##### SOURCE TEXT #####
Suddenly, he's one of the coolest and sharpest guys on television. Mad About You walked away with seven Emmy nominations. You have to wonder: Has Reiser always been hipper than the room? Was he this smart all along and we just didn't know it? Does he really belong in the Malibu Colony?
I find the answer to the last of those questions when I poke around his house and ask him about one of the paintings. "I don't know anything about it," he says, shrugging. "We're just renting. My wife and I have a house in the hills, but we got tired of finding all the hotels booked when we would decide to go away on Friday afternoon. So we rented this house for a month, and then another month. It's a good place to bring journalists, because it's all beige and none of it's mine."
This, by the way, is not exactly true: The upright piano belongs to Reiser. It's the only black thing in the house, as far as I can tell. It doesn't match the decor. Draw from this whatever conclusion you will.
•
Let's pause for a love story. Reiser doesn't usually like to get personal, but he doesn't mind if you hear this particular one.
#####
_DIRECTIVE_
Copy out the profile of Reiser above in full, word for word.
##### ENTRIES SHOWN #####
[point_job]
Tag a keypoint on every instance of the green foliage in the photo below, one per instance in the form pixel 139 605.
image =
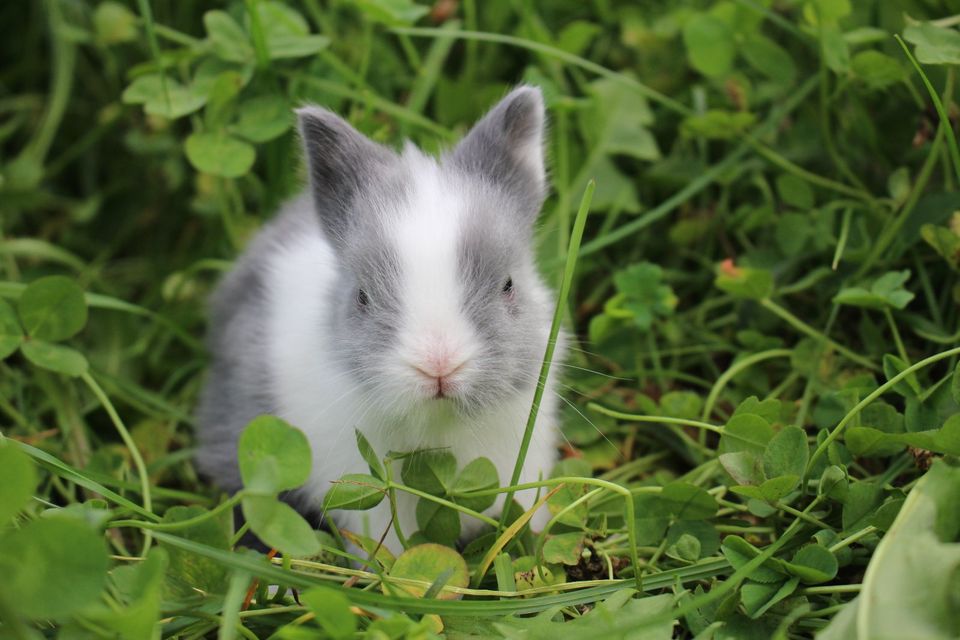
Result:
pixel 764 320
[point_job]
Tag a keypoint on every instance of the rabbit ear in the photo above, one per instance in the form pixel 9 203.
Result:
pixel 341 160
pixel 506 147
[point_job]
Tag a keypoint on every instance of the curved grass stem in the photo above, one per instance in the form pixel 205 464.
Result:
pixel 131 447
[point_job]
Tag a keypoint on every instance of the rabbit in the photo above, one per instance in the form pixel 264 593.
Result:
pixel 398 295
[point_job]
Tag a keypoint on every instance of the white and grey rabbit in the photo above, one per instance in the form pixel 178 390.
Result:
pixel 397 296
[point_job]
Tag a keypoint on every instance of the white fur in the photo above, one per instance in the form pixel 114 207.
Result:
pixel 317 395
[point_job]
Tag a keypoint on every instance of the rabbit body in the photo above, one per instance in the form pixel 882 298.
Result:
pixel 398 297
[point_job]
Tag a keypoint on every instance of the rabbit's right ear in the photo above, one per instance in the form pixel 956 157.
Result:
pixel 341 160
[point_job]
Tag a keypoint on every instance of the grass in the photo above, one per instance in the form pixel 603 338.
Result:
pixel 762 304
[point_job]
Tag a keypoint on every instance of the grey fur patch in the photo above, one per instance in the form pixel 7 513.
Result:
pixel 237 386
pixel 506 148
pixel 341 162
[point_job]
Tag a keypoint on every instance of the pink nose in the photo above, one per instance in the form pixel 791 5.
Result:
pixel 439 367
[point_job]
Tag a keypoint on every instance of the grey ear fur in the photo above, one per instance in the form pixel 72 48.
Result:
pixel 340 160
pixel 506 147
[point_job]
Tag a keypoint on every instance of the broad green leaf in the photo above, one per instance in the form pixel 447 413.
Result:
pixel 52 567
pixel 229 40
pixel 55 357
pixel 770 490
pixel 868 442
pixel 744 282
pixel 332 611
pixel 287 32
pixel 739 552
pixel 18 480
pixel 370 456
pixel 786 453
pixel 52 308
pixel 355 492
pixel 769 58
pixel 813 564
pixel 220 154
pixel 616 122
pixel 430 471
pixel 566 495
pixel 564 548
pixel 279 526
pixel 685 501
pixel 833 483
pixel 431 563
pixel 10 332
pixel 745 467
pixel 746 432
pixel 877 70
pixel 372 548
pixel 577 36
pixel 886 291
pixel 393 13
pixel 862 499
pixel 909 589
pixel 819 12
pixel 769 409
pixel 955 384
pixel 644 296
pixel 934 45
pixel 944 241
pixel 273 456
pixel 437 522
pixel 681 404
pixel 717 124
pixel 619 616
pixel 140 587
pixel 908 387
pixel 758 598
pixel 685 548
pixel 793 233
pixel 708 540
pixel 114 23
pixel 835 51
pixel 795 191
pixel 164 97
pixel 478 475
pixel 263 118
pixel 710 45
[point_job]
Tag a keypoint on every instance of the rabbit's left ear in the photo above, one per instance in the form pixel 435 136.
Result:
pixel 506 147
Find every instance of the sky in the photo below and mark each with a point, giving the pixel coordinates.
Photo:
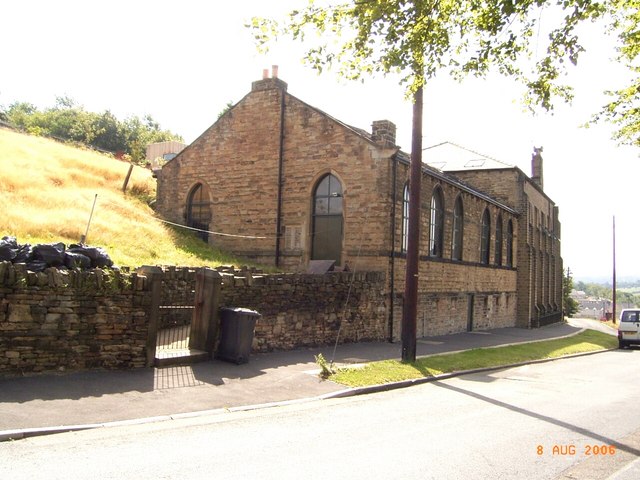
(183, 61)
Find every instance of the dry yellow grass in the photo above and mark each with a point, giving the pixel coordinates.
(46, 192)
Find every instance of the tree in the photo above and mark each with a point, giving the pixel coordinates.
(417, 39)
(569, 305)
(624, 109)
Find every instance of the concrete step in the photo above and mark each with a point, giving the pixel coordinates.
(179, 356)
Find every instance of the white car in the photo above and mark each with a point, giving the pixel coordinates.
(629, 328)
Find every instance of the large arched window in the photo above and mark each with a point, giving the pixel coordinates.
(199, 210)
(485, 237)
(436, 227)
(510, 243)
(405, 219)
(458, 230)
(326, 235)
(498, 251)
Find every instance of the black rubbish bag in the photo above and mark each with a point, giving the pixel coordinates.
(8, 248)
(9, 241)
(36, 265)
(24, 253)
(76, 260)
(99, 258)
(52, 254)
(7, 254)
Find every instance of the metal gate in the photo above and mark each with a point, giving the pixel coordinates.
(182, 333)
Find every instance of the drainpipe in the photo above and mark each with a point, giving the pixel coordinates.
(392, 259)
(280, 180)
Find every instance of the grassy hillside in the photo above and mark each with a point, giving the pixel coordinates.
(47, 190)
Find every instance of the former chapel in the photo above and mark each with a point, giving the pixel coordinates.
(281, 182)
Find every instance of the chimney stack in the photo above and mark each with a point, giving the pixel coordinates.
(269, 83)
(383, 132)
(536, 167)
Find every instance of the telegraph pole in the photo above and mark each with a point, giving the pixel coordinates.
(613, 314)
(410, 310)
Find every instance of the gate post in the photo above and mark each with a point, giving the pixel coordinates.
(154, 276)
(204, 324)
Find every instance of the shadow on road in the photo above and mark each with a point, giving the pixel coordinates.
(544, 418)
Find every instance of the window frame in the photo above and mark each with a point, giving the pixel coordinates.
(436, 224)
(457, 230)
(485, 237)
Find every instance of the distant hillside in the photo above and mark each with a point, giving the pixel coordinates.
(47, 190)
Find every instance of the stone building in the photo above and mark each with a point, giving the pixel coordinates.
(539, 278)
(282, 182)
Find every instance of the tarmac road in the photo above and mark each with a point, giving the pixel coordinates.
(536, 422)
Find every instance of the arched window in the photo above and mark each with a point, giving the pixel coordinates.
(458, 230)
(498, 252)
(436, 228)
(485, 237)
(405, 219)
(199, 210)
(510, 243)
(326, 232)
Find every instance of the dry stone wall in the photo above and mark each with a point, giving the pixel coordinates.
(60, 320)
(310, 310)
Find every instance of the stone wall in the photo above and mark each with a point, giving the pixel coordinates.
(309, 310)
(59, 320)
(73, 320)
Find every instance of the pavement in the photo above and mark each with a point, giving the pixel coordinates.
(52, 403)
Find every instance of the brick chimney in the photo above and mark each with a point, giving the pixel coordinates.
(383, 132)
(536, 167)
(269, 83)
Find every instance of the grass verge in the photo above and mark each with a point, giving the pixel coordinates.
(387, 371)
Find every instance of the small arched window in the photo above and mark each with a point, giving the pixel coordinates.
(436, 227)
(327, 220)
(509, 243)
(458, 230)
(199, 210)
(405, 219)
(485, 237)
(498, 251)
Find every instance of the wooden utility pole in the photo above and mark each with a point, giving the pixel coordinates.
(410, 308)
(613, 313)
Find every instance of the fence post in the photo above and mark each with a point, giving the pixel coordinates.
(154, 275)
(204, 325)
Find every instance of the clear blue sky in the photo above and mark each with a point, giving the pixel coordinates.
(182, 62)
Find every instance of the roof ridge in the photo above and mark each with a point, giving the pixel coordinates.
(468, 150)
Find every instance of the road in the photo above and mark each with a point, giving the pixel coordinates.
(544, 421)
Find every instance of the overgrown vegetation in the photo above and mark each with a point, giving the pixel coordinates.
(68, 121)
(47, 189)
(388, 371)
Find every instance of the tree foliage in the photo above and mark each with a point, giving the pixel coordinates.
(69, 121)
(623, 111)
(416, 39)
#####
_EXERCISE OUTPUT_
Suddenly, he's one of the coolest and sharpest guys on television. Mad About You walked away with seven Emmy nominations. You have to wonder: Has Reiser always been hipper than the room? Was he this smart all along and we just didn't know it? Does he really belong in the Malibu Colony?
I find the answer to the last of those questions when I poke around his house and ask him about one of the paintings. "I don't know anything about it," he says, shrugging. "We're just renting. My wife and I have a house in the hills, but we got tired of finding all the hotels booked when we would decide to go away on Friday afternoon. So we rented this house for a month, and then another month. It's a good place to bring journalists, because it's all beige and none of it's mine."
This, by the way, is not exactly true: The upright piano belongs to Reiser. It's the only black thing in the house, as far as I can tell. It doesn't match the decor. Draw from this whatever conclusion you will.
•
Let's pause for a love story. Reiser doesn't usually like to get personal, but he doesn't mind if you hear this particular one.